*TASK LIST*:
**a.** Answer these questions using the text on the Starship propellant transfer demonstration:
(i) Which rocket is listed for the mission?
(ii) During which flight test did a somewhat similar transfer take place?
(iii) About how many tanker launches does Starship HLS require?
**b.** Write the next part of the text on the Starship propellant transfer demonstration, picking up after its last sentence.

*SELECTED PASSAGE*:
_ _ _ _ _
Starship Propellant Transfer Demonstration
- Mission type: Flight test
- Operator: SpaceX

Spacecraft properties
- Spacecraft type: Starship
- Manufacturer: SpaceX

Start of mission
- Launch date: NET late 2026
- Rocket: Super Heavy
- Launch site: Starbase, OLP-A or OLP-B
- Deployed from: Starbase, Texas

End of mission
- Landing site: Starbase, Texas

Orbital parameters
- Regime: Low Earth orbit

Payload
- Liquid Methane (CH4), Liquid Oxygen (LOX)

= Starship Propellant Transfer Demonstration =

First propellant transfer between Starships

The SpaceX Starship Propellant Transfer Demo is a planned demonstration of essential capabilities required for refueling a Starship in low-Earth orbit. A somewhat similar test occurred during the Starship flight test 3, though the transfer during that test was between two tanks on the same vehicle. The ability to refuel a Starship in low orbit is critical for the NASA Artemis program, as Starship HLS (Human Landing System) requires approximately ten tanker launches of propellant to a depot in orbit to refuel a Starship sufficiently to then reach the lunar surface.
_ _ _ _ _
(Coordinate annotation listing)
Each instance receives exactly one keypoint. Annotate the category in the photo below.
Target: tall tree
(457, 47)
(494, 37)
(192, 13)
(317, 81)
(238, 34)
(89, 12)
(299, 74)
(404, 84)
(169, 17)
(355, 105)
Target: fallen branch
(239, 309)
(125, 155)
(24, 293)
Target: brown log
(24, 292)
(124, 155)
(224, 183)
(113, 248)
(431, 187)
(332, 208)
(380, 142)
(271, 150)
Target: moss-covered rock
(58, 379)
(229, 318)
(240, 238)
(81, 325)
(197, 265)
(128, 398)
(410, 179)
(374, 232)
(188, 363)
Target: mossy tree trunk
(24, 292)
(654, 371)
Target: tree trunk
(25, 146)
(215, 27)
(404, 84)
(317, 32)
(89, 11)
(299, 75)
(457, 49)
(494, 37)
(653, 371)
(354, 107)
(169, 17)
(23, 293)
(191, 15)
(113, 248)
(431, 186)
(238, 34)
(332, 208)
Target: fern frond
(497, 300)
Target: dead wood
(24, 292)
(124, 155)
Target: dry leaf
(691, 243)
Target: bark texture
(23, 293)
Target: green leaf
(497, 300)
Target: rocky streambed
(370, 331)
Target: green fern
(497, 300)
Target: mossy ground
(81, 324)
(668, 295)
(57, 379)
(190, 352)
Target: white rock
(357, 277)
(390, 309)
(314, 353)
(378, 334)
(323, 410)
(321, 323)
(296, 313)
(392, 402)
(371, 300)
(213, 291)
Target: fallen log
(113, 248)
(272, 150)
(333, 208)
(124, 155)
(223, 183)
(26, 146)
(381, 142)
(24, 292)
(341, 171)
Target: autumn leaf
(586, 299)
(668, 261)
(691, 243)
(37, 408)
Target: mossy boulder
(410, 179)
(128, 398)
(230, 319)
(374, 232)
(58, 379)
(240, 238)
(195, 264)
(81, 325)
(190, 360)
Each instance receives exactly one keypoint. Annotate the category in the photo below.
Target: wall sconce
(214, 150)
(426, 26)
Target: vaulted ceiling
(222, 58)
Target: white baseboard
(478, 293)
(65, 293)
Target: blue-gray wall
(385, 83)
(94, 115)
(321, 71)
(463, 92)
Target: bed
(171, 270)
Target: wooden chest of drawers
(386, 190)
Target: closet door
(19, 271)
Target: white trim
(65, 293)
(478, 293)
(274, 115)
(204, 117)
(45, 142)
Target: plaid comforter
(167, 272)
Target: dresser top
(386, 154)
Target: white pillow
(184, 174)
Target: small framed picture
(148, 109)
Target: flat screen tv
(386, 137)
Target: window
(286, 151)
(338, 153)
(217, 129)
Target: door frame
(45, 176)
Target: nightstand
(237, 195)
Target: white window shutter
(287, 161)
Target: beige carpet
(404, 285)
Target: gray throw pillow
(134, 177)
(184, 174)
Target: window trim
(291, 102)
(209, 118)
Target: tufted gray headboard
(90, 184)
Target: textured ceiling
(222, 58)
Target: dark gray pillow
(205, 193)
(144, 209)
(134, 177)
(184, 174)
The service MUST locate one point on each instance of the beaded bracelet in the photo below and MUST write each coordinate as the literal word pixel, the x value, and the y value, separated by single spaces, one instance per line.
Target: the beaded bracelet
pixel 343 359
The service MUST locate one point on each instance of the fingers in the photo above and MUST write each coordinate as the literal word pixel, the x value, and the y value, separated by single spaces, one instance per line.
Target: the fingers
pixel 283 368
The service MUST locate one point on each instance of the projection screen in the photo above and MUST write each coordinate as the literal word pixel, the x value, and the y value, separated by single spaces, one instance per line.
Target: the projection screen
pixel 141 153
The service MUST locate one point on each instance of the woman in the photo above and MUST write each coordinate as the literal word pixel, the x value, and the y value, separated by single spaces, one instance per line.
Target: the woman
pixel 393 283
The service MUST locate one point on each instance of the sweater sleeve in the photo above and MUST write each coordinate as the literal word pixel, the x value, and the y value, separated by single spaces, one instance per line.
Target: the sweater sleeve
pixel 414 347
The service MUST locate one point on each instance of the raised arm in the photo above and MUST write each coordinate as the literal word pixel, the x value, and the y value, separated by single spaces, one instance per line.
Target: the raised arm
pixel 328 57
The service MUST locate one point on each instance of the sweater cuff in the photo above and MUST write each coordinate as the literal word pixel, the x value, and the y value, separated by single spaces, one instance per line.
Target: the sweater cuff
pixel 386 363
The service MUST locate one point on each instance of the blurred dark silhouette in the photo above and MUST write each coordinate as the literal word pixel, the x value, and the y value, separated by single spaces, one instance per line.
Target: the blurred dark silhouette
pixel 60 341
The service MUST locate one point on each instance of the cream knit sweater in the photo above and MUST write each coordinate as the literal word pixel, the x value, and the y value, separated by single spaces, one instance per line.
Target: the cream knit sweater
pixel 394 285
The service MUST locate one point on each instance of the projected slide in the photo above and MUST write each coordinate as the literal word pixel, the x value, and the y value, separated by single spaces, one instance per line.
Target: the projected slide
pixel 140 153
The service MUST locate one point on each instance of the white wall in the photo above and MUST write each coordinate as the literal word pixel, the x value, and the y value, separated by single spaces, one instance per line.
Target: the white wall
_ _ _ _ _
*TASK-BY-TASK RESULTS*:
**a.**
(i) Super Heavy
(ii) Starship flight test 3
(iii) Approximately ten

**b.**
It was planned for March 2025 but it is not yet scheduled.

== Research and development ==

Starship test flights since about 2024 have had goals that support research and development of a future Artemis lunar landing. During those Starship test flights, engineers were expected to "measure the slosh of propellants inside the ship, along with tank pressures, and observe how the fluids respond to impulses from small thrusters". These small rocket jets guide the ship’s liquid toward the refueling outflow.

Additionally, by monitoring boil-off rates of fuel while in space, SpaceX and NASA officials will determine the rate of the propellant lost and better understand how many refueling tankers they need to launch to a propellant depot ship prior to a Starship assisted lunar landing mission.

In 2020, an article in Nature documented the many issues that would need addressing related to in-orbit propellant storage and transfer.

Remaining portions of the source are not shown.